Excerpts from a dataset on pointing at objects:
-- BEGIN --

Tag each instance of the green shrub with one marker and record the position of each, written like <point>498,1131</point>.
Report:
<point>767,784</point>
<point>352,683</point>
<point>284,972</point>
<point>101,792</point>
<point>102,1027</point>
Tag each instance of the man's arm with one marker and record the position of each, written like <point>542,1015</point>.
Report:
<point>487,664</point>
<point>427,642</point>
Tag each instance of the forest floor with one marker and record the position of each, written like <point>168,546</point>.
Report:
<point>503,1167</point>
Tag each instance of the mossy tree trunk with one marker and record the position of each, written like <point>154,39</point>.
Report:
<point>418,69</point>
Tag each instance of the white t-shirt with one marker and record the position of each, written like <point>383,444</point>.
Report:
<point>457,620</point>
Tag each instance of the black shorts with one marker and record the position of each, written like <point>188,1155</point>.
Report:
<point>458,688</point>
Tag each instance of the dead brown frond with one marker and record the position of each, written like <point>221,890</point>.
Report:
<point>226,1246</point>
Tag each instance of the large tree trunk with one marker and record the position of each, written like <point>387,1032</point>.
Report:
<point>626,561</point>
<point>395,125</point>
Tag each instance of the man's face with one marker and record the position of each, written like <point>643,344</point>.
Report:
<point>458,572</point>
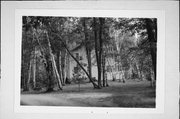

-- END --

[Set task] Set out all the lines above as a numbered list, skipping any blank lines and omitting the pictures.

[Exercise answer]
1. Tag each instance of the green shrub with one marker and record the position of each, written like <point>498,1131</point>.
2. Report:
3. <point>767,784</point>
4. <point>352,683</point>
5. <point>284,972</point>
6. <point>101,792</point>
7. <point>102,1027</point>
8. Tag each instance of the man's arm with one marker and record the position of each, written like <point>542,1015</point>.
9. Report:
10. <point>487,664</point>
11. <point>427,642</point>
12. Tag each instance of the forest floor with one marker and record the position of each, written like <point>168,546</point>.
13. Report:
14. <point>503,1167</point>
15. Tag each instance of the mossy tree trunk with one marker and record the position of each, written like <point>154,39</point>.
16. Report:
17. <point>418,69</point>
18. Tag each instance of the white t-shirt with one marker and record the position of each, written like <point>383,444</point>.
19. Report:
20. <point>457,620</point>
21. Tag each instance of the black shorts with one marker and record the position of each, written like <point>188,1155</point>.
22. Report:
23. <point>458,688</point>
24. Tag each instance of the dead brown frond with one marker and record the position of each, written like <point>221,890</point>.
25. Report:
26. <point>226,1246</point>
27. Tag each instance of the large tree trunk with one marker and record the position of each, written like <point>387,1032</point>.
28. Report:
29. <point>626,561</point>
30. <point>395,125</point>
31. Tag each instance of the man's face with one marker and record the position of each, written like <point>643,344</point>.
32. Report:
33. <point>458,572</point>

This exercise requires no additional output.